:: Do this ::
Quote the listing in full, exactly as given, minus any pictures.

===

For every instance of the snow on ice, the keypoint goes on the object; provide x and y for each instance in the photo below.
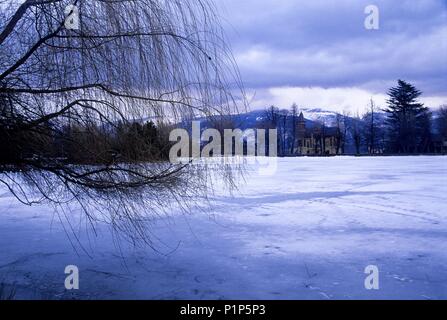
(308, 232)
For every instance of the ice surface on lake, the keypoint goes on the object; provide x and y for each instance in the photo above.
(307, 232)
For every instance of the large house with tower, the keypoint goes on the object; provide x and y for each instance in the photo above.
(316, 140)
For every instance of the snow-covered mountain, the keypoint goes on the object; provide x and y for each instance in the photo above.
(320, 115)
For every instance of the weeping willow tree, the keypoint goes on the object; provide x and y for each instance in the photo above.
(73, 71)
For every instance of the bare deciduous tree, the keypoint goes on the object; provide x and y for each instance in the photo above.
(128, 60)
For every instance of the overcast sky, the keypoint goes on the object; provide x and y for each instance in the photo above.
(318, 53)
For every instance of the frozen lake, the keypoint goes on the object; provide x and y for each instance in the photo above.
(308, 232)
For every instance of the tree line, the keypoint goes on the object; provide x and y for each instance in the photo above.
(404, 126)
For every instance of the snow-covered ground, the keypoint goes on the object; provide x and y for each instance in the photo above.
(306, 233)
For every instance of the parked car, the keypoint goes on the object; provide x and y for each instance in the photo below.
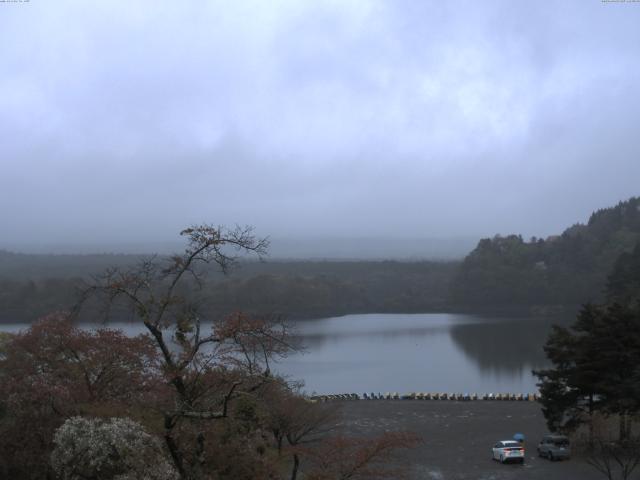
(554, 447)
(508, 451)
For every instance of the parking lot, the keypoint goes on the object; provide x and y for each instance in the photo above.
(458, 437)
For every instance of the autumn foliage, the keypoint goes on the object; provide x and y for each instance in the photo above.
(202, 395)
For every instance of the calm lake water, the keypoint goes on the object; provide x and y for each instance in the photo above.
(412, 352)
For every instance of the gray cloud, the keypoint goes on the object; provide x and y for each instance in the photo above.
(124, 121)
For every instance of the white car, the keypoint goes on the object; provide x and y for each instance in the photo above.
(508, 451)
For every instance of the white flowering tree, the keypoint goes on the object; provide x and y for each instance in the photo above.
(114, 449)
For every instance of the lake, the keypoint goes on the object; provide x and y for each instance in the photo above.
(412, 352)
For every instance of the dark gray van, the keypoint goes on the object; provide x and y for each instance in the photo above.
(554, 447)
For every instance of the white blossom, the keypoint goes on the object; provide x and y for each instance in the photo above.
(113, 449)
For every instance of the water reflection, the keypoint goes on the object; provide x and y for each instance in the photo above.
(418, 352)
(422, 352)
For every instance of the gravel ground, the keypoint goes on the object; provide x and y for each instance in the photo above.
(458, 436)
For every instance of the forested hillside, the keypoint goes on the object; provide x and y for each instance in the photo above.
(568, 269)
(295, 289)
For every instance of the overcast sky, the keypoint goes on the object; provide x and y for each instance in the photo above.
(124, 121)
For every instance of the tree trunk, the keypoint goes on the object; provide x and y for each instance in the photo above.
(296, 464)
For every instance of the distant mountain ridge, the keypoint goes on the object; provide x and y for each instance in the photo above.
(568, 269)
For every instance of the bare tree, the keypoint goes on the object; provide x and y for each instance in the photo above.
(204, 370)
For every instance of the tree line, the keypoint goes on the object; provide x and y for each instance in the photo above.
(179, 402)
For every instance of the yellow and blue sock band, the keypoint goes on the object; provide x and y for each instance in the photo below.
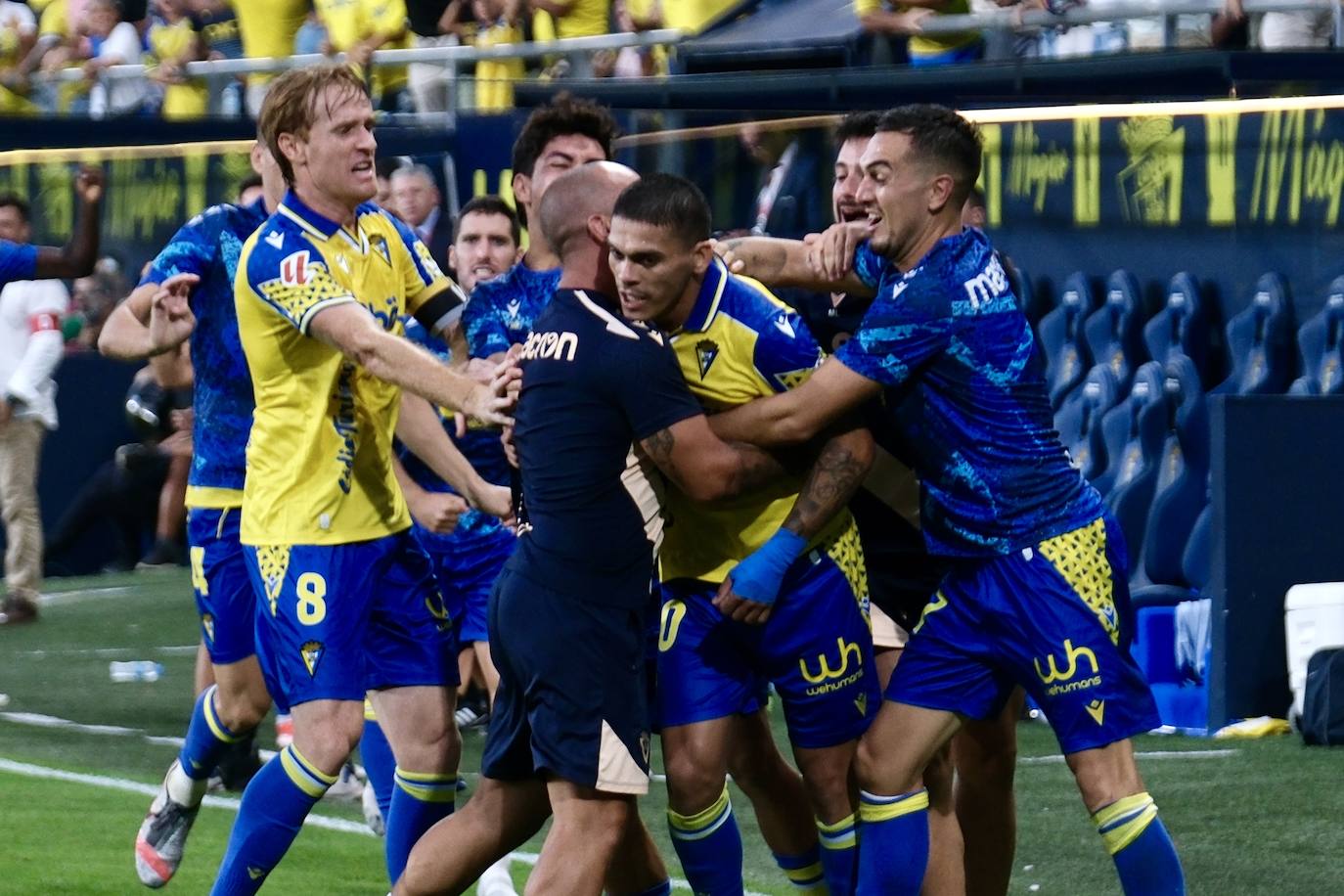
(427, 786)
(1121, 823)
(216, 727)
(305, 776)
(874, 808)
(704, 823)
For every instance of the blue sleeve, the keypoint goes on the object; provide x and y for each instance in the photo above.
(18, 261)
(869, 265)
(191, 250)
(485, 334)
(899, 336)
(785, 352)
(646, 381)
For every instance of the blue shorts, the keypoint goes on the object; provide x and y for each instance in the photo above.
(1053, 618)
(337, 621)
(225, 597)
(816, 649)
(571, 700)
(467, 576)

===

:: Expected answer ::
For every instance of the snow on ice, the keypoint goes on the object; provide x and y for each instance in the photo below.
(308, 232)
For every instance of the ice surface on lake, the keypoint goes on the object; provide x and y for each instance in the photo above.
(307, 232)
For every instance of the large house with tower, the keypoint goes on the object; provide x and y for each instance in the photo above.
(316, 140)
For every instance of the snow-covered mountain, the keypoint goes on the object; provide x and y for each instance in the photo above.
(320, 115)
For every instance of the weeping willow tree, the keypoint goes on the object; provide x and y for each instance in the photo above.
(73, 71)
For every instance of the bare deciduous tree, the keypoint goes on the object; provide x and y for each instance in the photo above.
(128, 60)
For every instance of the overcast sky, the keypoint goes on the object; provide x and y for each instance in the photo above.
(318, 53)
For every instance of the frozen lake, the keypoint goes on the object; provide x and y for each instance in the photo above.
(308, 232)
For every instance of the tree line, the keypoint goes on the object; provide x and y for each instance in the photo above.
(404, 126)
For every instance of the snow-covered ground, the keypoint goes on the object; provide x and y for each instance in the photo above.
(306, 233)
For every instance of the parked car, the keypoint goes on the object; provide x and y for each instance in the photo below.
(554, 447)
(508, 451)
For every instance of the parking lot, the keypoint goes on the object; provide x and y for each instance in the photo above.
(458, 437)
For every instance of the autumn foliage, the keypoint goes on the object; provide x and y for each instance in the photo above.
(202, 395)
For every instance of the calm lake water, the keypoint goes on the object; provide x and y for each instance in the photo above.
(412, 352)
For every instance of the gray cloud, the keypoint goes on the object; provide x and y for each instance in the photo above.
(124, 121)
For every instance of the white car, the keypoint goes on the object; provide x and y for each instance in the photo above.
(508, 451)
For every instance of the white flowering tree, the keypoint goes on the object; provide x and y for each instance in the photo above.
(114, 449)
For every instance of the lake, the keypoint goes on the object; provide x and y for each instance in the photo above.
(412, 352)
For every instance of the dark gray van, the keypoint goes on the object; provide x and y for each instance in the photo above.
(554, 447)
For every instance of the white blossom, the keypoint goes on the object; provide x and y for each instance in the photo above.
(113, 449)
For every instance of the water reflection, the keypoint goes on the object; provide x and y for each instance in the photo above.
(418, 352)
(422, 352)
For every instance of the gravel ground, the keypoint goes on the object; provide x and y for each instance in the photo above.
(458, 436)
For every instance of the forested hillside, the keypoint goes on the object; provide x and y for each instance in the photo above.
(568, 269)
(295, 289)
For every instance of the overcast sky, the keypoint goes on the object; provide x and y for each instance in the photo above.
(124, 121)
For every instance of the tree trunk, the keypoint goes on the object; provide x and y for each instance in the photo above.
(296, 464)
For every instance of the distant mountain ridge, the keypoint goes on the object; provide x and y for each instance in the photo above.
(568, 269)
For every instance of the bare tree, the keypoint goes on the object; provide x and y for each instance in the photo above.
(204, 370)
For every instance of the tree line, the keypoint goes on the object; provide x and y for each instance in the photo above.
(179, 402)
For every instance of the yellow and blue sock band, the keypoint goes on the object; provide x and y for each instance in the photo below.
(427, 786)
(1121, 823)
(216, 727)
(305, 776)
(874, 808)
(704, 823)
For every instance of the blue sleeve, the keypoint goes on the object; provide x and y for each instance in the photo above.
(18, 261)
(869, 265)
(191, 250)
(485, 334)
(899, 336)
(785, 352)
(646, 381)
For every instance of the blue shorts, the keypoint goes on the object; provide x and y for each instance in the photo above.
(1053, 618)
(337, 621)
(225, 597)
(816, 649)
(571, 700)
(467, 576)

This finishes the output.